### Work instructions
Write out each record again exactly as it stands.
[START Excerpted records]
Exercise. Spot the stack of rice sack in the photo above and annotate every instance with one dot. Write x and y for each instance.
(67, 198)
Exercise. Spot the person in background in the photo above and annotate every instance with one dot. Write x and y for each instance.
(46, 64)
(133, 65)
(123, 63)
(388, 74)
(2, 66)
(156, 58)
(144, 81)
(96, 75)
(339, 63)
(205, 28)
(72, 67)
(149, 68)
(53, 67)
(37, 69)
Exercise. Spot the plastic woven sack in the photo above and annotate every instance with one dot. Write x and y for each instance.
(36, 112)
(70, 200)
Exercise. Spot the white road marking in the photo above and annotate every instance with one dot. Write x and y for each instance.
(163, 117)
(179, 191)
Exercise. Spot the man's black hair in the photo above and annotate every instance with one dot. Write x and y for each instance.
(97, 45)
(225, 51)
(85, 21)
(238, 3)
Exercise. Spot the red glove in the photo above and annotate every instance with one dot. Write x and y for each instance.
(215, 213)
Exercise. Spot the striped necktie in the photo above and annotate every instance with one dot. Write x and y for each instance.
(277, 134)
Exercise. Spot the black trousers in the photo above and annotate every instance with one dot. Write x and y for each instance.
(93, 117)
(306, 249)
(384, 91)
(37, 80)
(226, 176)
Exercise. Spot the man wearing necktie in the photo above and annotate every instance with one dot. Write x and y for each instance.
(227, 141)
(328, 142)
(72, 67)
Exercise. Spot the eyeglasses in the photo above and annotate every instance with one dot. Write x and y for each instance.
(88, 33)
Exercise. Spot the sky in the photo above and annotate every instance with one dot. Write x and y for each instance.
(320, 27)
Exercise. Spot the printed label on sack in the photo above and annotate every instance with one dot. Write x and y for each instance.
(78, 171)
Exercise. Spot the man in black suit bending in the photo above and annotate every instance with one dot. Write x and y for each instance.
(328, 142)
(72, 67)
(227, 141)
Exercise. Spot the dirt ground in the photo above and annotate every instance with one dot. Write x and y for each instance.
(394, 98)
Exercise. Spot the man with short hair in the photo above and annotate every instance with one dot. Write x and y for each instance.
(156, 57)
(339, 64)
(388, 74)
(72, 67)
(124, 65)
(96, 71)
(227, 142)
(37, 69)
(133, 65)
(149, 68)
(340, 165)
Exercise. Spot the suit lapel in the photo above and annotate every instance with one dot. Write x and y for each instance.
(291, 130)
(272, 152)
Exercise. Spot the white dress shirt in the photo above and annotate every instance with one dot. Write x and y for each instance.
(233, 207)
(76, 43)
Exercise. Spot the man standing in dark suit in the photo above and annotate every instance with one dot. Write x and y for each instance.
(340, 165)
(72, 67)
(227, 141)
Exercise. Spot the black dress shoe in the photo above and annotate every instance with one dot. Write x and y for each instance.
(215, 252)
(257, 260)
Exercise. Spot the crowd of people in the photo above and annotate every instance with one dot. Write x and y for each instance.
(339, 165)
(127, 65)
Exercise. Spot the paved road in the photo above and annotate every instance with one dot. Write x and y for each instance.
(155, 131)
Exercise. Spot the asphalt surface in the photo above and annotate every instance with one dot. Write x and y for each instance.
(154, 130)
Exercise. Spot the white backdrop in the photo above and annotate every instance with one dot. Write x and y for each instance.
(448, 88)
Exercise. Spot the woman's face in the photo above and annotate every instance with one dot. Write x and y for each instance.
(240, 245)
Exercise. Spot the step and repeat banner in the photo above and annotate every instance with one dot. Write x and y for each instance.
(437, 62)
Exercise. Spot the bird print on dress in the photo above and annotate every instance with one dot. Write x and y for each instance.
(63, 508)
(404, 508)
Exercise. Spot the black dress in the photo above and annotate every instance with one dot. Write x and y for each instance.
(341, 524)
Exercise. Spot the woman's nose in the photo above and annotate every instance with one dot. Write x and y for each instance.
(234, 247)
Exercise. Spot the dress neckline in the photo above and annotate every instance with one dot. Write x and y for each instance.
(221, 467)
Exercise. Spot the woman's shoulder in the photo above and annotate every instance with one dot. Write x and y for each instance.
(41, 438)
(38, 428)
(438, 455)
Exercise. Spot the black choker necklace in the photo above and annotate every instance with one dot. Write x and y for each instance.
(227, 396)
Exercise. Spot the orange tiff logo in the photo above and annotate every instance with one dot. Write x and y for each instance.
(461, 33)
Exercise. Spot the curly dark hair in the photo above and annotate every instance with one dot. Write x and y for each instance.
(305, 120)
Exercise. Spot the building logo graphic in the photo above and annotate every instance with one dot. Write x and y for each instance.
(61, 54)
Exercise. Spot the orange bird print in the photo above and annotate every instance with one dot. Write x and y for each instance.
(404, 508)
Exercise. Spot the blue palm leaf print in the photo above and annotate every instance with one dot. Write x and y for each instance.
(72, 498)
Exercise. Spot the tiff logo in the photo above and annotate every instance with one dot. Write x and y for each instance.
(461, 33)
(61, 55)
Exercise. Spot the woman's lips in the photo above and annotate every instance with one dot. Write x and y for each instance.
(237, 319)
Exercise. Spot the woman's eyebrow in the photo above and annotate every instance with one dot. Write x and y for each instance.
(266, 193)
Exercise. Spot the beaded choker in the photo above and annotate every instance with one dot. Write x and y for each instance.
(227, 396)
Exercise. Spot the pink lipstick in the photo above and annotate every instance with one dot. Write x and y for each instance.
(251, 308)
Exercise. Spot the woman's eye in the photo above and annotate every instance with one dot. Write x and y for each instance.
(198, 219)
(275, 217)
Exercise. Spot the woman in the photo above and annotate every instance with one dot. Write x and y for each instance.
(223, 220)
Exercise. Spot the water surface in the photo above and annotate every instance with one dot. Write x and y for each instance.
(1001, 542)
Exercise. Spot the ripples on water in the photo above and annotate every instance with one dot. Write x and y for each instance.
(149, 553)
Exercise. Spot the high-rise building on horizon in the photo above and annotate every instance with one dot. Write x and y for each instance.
[END Excerpted records]
### Task result
Exercise. Spot the stack of rice sack in the photo above and annotate every instance with one dot. Write x and y for each instance.
(67, 198)
Exercise. Spot the person in background in the photo above and annotate every instance with one dot. Write x and y for each instance.
(46, 64)
(133, 65)
(123, 63)
(388, 74)
(2, 66)
(156, 58)
(144, 81)
(96, 75)
(339, 63)
(205, 28)
(72, 67)
(149, 68)
(53, 67)
(37, 69)
Exercise. Spot the plastic woven sack in the photo above and annotate every instance with one dot. Write x and y for each instance.
(36, 112)
(70, 200)
Exercise. Spot the white road marking in the photo above and annotate every instance with one dot. Write x and y for each instance.
(163, 117)
(179, 191)
Exercise. Spot the man's black hair in the photo above and annotate every instance with one dot. Write x and y for each instance.
(97, 45)
(225, 51)
(85, 21)
(238, 3)
Exercise. Spot the red glove in the photo above and annotate every instance with one dot. Write x and y for each instance.
(215, 213)
Exercise. Spot the striped necktie in the photo above and annotate every instance with one dot. Write x and y for each instance.
(277, 134)
Exercise. Spot the black trousers in the photo above and annotate every instance with one dot. Write x and y for each instance.
(93, 117)
(306, 249)
(384, 91)
(37, 80)
(226, 176)
Exercise. Spot the man wearing necktie in the photo above and annotate every instance with one dot. Write x and y for each instance.
(227, 141)
(328, 142)
(72, 67)
Exercise. Spot the eyeglasses in the photo above and annotate every instance with one dot. Write x and y for each instance.
(88, 33)
Exercise. Spot the sky in the photo above and annotate every instance with one dot. Write x and y for each instance.
(320, 27)
Exercise. Spot the printed label on sack in the photo above and annotate every instance with one dot. Write x and y for each instance.
(78, 171)
Exercise. Spot the man in black suit bending in the photo above and annotate every instance with one dot. Write x and y for each instance.
(328, 142)
(72, 67)
(227, 141)
Exercise. Spot the dirt ground in the photo above and annotate every instance with one dot. Write x and y for each instance.
(394, 98)
Exercise. Spot the man with short hair in the photo above and annotate every instance with one dot. Write x and y for each instance.
(156, 57)
(339, 64)
(388, 74)
(72, 67)
(124, 65)
(96, 71)
(227, 142)
(37, 69)
(133, 65)
(149, 68)
(340, 165)
Exercise. Spot the suit lapel in the photo above and annotate every instance with one dot. Write x and y for each instance.
(291, 130)
(272, 152)
Exercise. Spot the white dress shirt in the photo above and annotate every instance with one dot. Write x and y for each instance.
(233, 207)
(76, 43)
Exercise. Spot the man standing in dark suit in the photo above and annotate every instance with one dot. Write x and y for each instance.
(340, 165)
(72, 67)
(227, 141)
Exercise. Spot the black dress shoe in the photo above and annotate every instance with one dot. Write x and y for each instance.
(215, 252)
(257, 260)
Exercise. Spot the crowd of people in the photo above and annotate every instance with one dot. Write x and y for each instance.
(339, 165)
(127, 65)
Exercise. Spot the paved road in the photo above and annotate every instance with one dot. Write x and y for each instance.
(155, 131)
Exercise. Spot the asphalt surface in the photo above and annotate every instance with one dot. Write x and y for each instance.
(154, 130)
Exercise. Spot the white backdrop in the photo above and annotate every instance with one dot. Write x and y for each instance.
(448, 88)
Exercise. Spot the woman's face in the photo above and annotate every instance with one dot. Write x and y for each instance.
(240, 245)
Exercise. Spot the step and repeat banner in the photo above and annotate every instance with one dot. Write x and y for each instance.
(437, 62)
Exercise. Spot the bird print on dress in the photo above and annotate every instance with one dot. Write x and y for each instance.
(63, 508)
(404, 508)
Exercise. Spot the black dress in the photo above and annotate every instance with one dot. Write x and y for each instance.
(341, 524)
Exercise. Spot the woman's nose in the photo above and annotate every instance with one dot. Write x and y for each instance.
(234, 247)
Exercise. Spot the dress neckline in the photo above and annotate every instance with one dot. Write x and y for each instance.
(221, 467)
Exercise. Spot the woman's shoulder in the photo above and annotate every instance with one dot. Write x and y for each instance.
(41, 438)
(38, 428)
(438, 455)
Exercise. Spot the black choker necklace in the photo above and annotate every instance with one dot. Write x and y for each instance.
(227, 396)
Exercise. Spot the orange tiff logo in the photo above and annotate every instance with one dot. Write x and y for each instance.
(461, 33)
Exercise. Spot the curly dark hair in the photo above and annotate every instance with one dot. Write x and y for each instance.
(305, 120)
Exercise. Spot the building logo graphic in the photo above and annotate every instance with one dot. Write x and y for each instance.
(61, 54)
Exercise. Spot the orange bird print in the photo above and annotate every instance with one dot. Write x and y for each instance.
(404, 508)
Exercise. Spot the blue palm leaf print in the photo above and annotate every instance with one dot. Write x and y for each instance.
(72, 498)
Exercise. Spot the tiff logo in the photo above and annotate every instance with one dot. Write x and y for each instance.
(461, 33)
(61, 55)
Exercise. Spot the woman's lips in the photo above and annotate every instance with one dot. Write x and y for each instance.
(237, 319)
Exercise. Spot the woman's eyebrow in the photo above and annotate every instance with one dot. Write x and y for each instance.
(266, 193)
Exercise. Spot the beaded choker in the photo above and annotate every instance with one dot. Write x and y for each instance.
(227, 396)
Exercise. Spot the pink lipstick in the photo above and annotate every instance with one dot. Write x and y for each instance.
(251, 308)
Exercise. Spot the woman's eye in the photo above and annotate every instance with one dot. Write x and y for each instance.
(198, 219)
(275, 217)
Exercise. Spot the woman in the photo above and annotate every instance with one dot. Write x and y for each instance.
(223, 220)
Exercise. Spot the water surface in the photo above and annotate every instance with one dot. Write x and y for each instance.
(1001, 542)
Exercise. Spot the ripples on water in the photo above and annotate every instance with one dot. Write x and y for each instance.
(149, 553)
Exercise. Spot the high-rise building on horizon in the photo above and annotate every instance with one dot. Write x and y for each instance.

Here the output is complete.